**Source excerpt**

************

The revelation was brought to light by the chief of the local environment and natural resources office, painting a concerning picture of unimpeded illicit activities near the borders of Cagayan de Oro and Opol town in Misamis Oriental.
The Iponan River mining operations have relied on the utilization of heavy mining equipment, including excavators and dump trucks. To access these mining sites, the equipment has to be brought to mining sites in Opol town via Cagayan de Oro, said Engineer Armen Cuenca, the chief of Cagayan de Oro’s Local Environment and Natural Resources Office (CLENRO).
Cuenca said the miners utilize the roads of at least three rural barangays in Cagayan de Oro, as there are no direct roads that can be used to access the mining sites along the critically endangered river in the Opol.
The Iponan River flows between Cagayan de Oro and Opol town before ultimately emptying into Macajalar Bay. The headwaters of the Iponan River fall within the jurisdiction of Iligan City, which shares a common boundary with Cagayan de Oro and the town.
In late 2011, the cities of Cagayan de Oro and Iligan saw devastation as rampaging floodwaters caused widespread destruction and claimed the lives of more than a thousand people. Vital public facilities were crippled, and communities were flattened by the destructive impact of Tropical Storm Sendong (Washi).
The devastation, attributed largely to unabated mining activities, was the most severe environmental disaster seen in the two cities in recent years.
Cuenca the recent illegal mining movements have been taking place during daylight hours and within the sight of barangay officials who merely look the other way.
“We have questioned the barangay officials and asked them why they have allowed these illegal mining activities. Often, they answer that they are powerless to stop the miners,” Cuenca said.
Cuenca declined to name the officials but identified the three Cagayan de Oro barangays as Tumpagon, Pigsag-an, and Tuburan, which share a common border with Opol town.
He said Cagayan de Oro Mayor Rolando Uy met the officials from the three barangays in December 2022 to warn them to put a stop to the illegal mining activities along the Iponan River.
Uy’s warning merely fell on deaf ears as shown by the May 13 arrest of five Chinese and their 13 Filipino mining workers in Barangay Pigsag-an, Cagayan de Oro.
The five Chinese men, all Mandarin-speaking, were identified by lawyer Michael Pacuribot, the chief of the legal division of the DENR in the region, as Mingzhi Meng, Shen Chuangao, Pan Jiquan, Luo Jian Hui, and Yuan Yin Lin.
Authorities said the Chinese-led group used mercury which poses significant health risks and which results in devastating effects on ecosystems, wildlife, and human populations. Mercury use in mining has been a matter of grave concern for environmental and public health authorities.

************

**Source records**

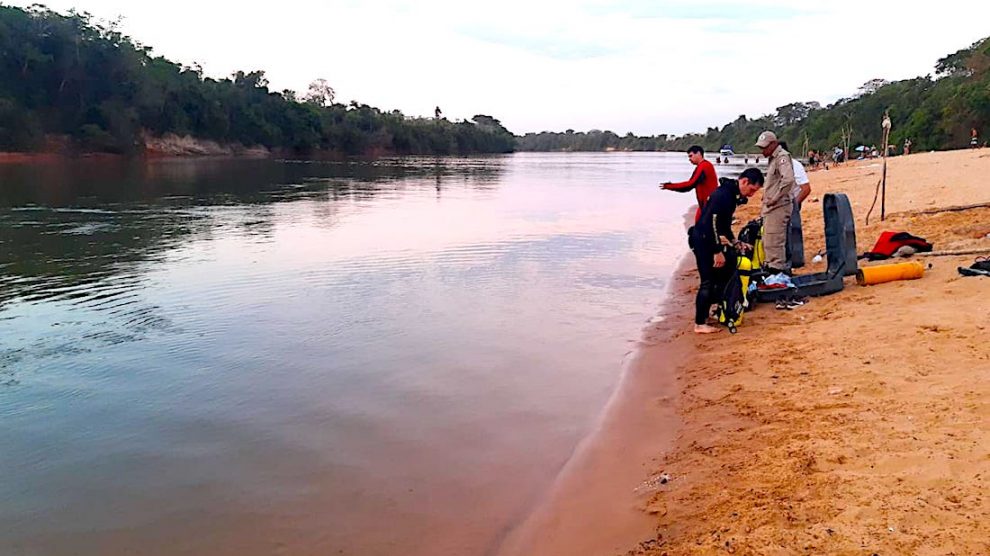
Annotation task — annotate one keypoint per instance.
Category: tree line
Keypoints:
(934, 112)
(69, 82)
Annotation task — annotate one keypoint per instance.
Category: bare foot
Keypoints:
(704, 329)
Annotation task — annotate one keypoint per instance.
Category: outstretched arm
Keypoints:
(697, 178)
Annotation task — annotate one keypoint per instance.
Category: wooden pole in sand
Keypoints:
(883, 180)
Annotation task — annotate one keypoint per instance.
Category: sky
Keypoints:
(638, 66)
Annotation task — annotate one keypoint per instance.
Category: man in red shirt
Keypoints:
(703, 180)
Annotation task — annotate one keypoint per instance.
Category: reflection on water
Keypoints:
(252, 357)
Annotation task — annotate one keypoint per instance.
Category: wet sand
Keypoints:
(857, 423)
(854, 424)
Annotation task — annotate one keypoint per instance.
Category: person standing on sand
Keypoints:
(802, 188)
(711, 241)
(777, 204)
(703, 180)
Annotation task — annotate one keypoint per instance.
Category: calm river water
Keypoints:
(261, 357)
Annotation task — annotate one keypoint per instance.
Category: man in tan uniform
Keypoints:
(777, 204)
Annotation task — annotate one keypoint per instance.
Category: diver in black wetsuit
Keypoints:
(711, 240)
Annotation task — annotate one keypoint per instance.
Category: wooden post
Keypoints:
(883, 179)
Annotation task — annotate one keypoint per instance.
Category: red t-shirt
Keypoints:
(703, 181)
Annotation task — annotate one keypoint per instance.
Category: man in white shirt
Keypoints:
(800, 192)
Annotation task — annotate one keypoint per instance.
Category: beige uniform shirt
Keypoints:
(779, 181)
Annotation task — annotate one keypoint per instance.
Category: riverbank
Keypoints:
(852, 424)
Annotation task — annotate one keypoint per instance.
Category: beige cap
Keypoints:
(766, 138)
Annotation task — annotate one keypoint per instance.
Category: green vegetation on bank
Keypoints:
(933, 112)
(69, 82)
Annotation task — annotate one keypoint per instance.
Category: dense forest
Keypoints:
(70, 83)
(934, 112)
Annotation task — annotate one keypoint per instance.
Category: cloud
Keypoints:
(557, 47)
(634, 65)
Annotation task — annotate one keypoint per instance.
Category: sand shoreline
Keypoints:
(857, 423)
(858, 432)
(597, 501)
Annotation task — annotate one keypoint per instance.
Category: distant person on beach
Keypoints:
(703, 180)
(777, 204)
(711, 240)
(800, 192)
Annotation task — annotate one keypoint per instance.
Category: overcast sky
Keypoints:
(636, 65)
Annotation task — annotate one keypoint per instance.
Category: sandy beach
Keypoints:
(855, 424)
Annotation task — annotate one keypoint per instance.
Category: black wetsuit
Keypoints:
(715, 221)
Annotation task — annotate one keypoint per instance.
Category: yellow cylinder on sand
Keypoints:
(869, 275)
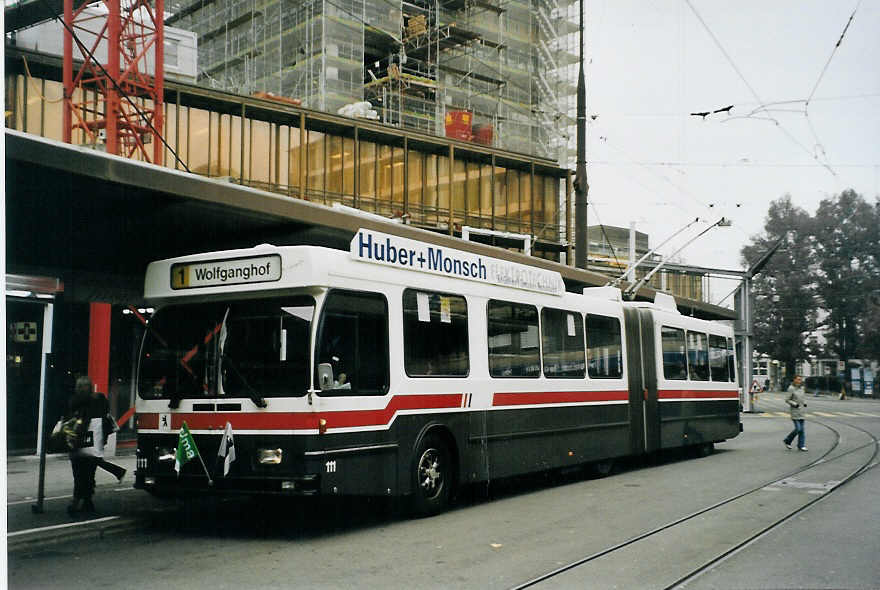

************

**Exercise aim**
From the excerpt on illegal mining along the Iponan River, extract the stretch from "The devastation, attributed" through "the other way.". These records were drawn from a separate source.

**Full output**
The devastation, attributed largely to unabated mining activities, was the most severe environmental disaster seen in the two cities in recent years.
Cuenca the recent illegal mining movements have been taking place during daylight hours and within the sight of barangay officials who merely look the other way.